# SET EXERCISE
Reproduce the records below line for line, with no changes.

# GIVEN DATA
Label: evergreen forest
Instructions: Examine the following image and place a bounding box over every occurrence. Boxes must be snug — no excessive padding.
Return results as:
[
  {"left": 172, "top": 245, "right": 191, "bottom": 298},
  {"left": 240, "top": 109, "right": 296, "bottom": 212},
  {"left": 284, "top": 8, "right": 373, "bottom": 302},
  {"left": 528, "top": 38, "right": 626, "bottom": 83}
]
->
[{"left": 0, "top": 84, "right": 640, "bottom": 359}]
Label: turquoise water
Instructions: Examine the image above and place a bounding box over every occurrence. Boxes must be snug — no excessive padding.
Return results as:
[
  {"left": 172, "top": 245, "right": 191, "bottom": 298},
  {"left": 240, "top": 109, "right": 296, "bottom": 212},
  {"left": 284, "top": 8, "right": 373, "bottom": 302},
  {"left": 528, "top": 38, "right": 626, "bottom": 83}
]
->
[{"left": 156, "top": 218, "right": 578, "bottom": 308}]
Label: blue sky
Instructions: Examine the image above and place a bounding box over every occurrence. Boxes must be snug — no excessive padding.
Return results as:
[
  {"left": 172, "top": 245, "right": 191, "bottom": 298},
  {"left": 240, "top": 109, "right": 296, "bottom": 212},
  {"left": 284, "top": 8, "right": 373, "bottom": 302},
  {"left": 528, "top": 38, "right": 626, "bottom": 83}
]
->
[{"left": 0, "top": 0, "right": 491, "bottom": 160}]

# EXERCISE SOLUTION
Label: evergreen forest
Instructions: Examine the following image and place a bounding box over every occurrence. Boxes must be snug — no excessive padding.
Return results as:
[
  {"left": 172, "top": 245, "right": 191, "bottom": 298},
  {"left": 240, "top": 109, "right": 296, "bottom": 212},
  {"left": 284, "top": 8, "right": 373, "bottom": 302},
  {"left": 528, "top": 38, "right": 626, "bottom": 83}
]
->
[{"left": 0, "top": 84, "right": 640, "bottom": 359}]
Label: turquoise water
Instructions: Examine the image above and place a bounding box over every occurrence. Boxes must be snug — no excessive padding.
Return results as:
[
  {"left": 172, "top": 245, "right": 191, "bottom": 298},
  {"left": 240, "top": 109, "right": 296, "bottom": 212},
  {"left": 284, "top": 8, "right": 373, "bottom": 302},
  {"left": 528, "top": 38, "right": 626, "bottom": 83}
]
->
[{"left": 156, "top": 218, "right": 578, "bottom": 308}]
Label: blue sky
Instructions: Examine the image above and place a bounding box over every occurrence. Boxes must be snug — no excessive padding.
Return results as:
[
  {"left": 172, "top": 245, "right": 191, "bottom": 298},
  {"left": 240, "top": 109, "right": 296, "bottom": 212},
  {"left": 284, "top": 8, "right": 373, "bottom": 302},
  {"left": 528, "top": 38, "right": 626, "bottom": 83}
]
->
[{"left": 0, "top": 0, "right": 491, "bottom": 160}]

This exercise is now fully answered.